## Exercise requirements
Quote the lines of the stored data below from the line with "the riverbank, the" up to and including the line with "Target: bridge arch", and give no other lines.

Start of The input

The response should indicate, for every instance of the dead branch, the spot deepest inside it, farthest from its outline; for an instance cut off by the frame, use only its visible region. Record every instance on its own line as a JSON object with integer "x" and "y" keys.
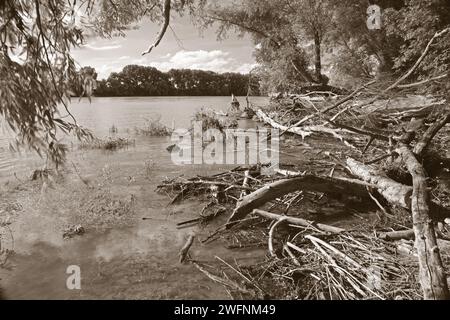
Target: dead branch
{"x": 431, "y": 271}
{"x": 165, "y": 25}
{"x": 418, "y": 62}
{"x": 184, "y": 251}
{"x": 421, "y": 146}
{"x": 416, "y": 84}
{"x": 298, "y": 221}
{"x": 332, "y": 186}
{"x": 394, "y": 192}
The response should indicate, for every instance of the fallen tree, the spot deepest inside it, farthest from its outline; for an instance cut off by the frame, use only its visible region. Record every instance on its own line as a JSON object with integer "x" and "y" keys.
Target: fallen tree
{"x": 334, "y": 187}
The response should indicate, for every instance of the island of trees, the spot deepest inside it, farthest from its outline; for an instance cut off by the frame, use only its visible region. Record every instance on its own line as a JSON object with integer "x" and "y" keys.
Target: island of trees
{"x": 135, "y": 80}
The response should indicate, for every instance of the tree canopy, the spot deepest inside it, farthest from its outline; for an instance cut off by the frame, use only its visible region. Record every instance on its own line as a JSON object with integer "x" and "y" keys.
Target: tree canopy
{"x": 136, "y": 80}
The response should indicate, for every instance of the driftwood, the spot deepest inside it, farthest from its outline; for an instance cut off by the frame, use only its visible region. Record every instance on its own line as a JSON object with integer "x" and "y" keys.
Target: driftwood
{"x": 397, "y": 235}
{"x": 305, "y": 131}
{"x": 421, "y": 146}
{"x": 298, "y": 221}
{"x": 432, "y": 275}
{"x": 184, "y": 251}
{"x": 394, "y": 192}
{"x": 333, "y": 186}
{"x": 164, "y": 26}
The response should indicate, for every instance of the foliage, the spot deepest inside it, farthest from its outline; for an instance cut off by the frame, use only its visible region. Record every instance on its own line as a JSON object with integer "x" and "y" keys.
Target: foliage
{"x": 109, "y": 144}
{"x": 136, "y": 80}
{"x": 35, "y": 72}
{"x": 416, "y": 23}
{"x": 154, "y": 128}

End of The input
Start of The input

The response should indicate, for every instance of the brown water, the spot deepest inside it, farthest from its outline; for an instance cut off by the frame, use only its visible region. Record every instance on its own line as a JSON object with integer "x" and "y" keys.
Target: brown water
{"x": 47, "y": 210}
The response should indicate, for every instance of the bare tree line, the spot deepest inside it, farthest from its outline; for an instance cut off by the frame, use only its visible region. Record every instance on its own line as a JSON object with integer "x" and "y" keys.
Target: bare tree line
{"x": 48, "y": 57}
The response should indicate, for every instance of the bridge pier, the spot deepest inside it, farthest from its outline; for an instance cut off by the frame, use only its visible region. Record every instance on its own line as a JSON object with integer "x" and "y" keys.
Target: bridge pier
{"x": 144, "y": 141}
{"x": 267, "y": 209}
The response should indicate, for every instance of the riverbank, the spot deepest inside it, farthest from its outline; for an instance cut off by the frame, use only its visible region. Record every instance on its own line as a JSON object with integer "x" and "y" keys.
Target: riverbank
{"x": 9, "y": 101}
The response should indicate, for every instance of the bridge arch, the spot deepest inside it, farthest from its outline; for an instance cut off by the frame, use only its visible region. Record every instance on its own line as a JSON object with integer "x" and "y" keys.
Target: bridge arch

End of The input

## Answer to the problem
The response should indicate, for every instance of the riverbank, the spot deepest inside it, farthest from its outline; for an instance cut off by the frame, use only its visible region. Record every instance on its own line as a JSON object with integer "x" and "y" keys.
Target: riverbank
{"x": 9, "y": 101}
The response should indicate, for every instance of the bridge arch, the spot deepest inside it, farthest from its outline; for an instance cut off by the frame, use only its visible region. Record every instance on its own line as a JSON object with integer "x" and "y" keys.
Target: bridge arch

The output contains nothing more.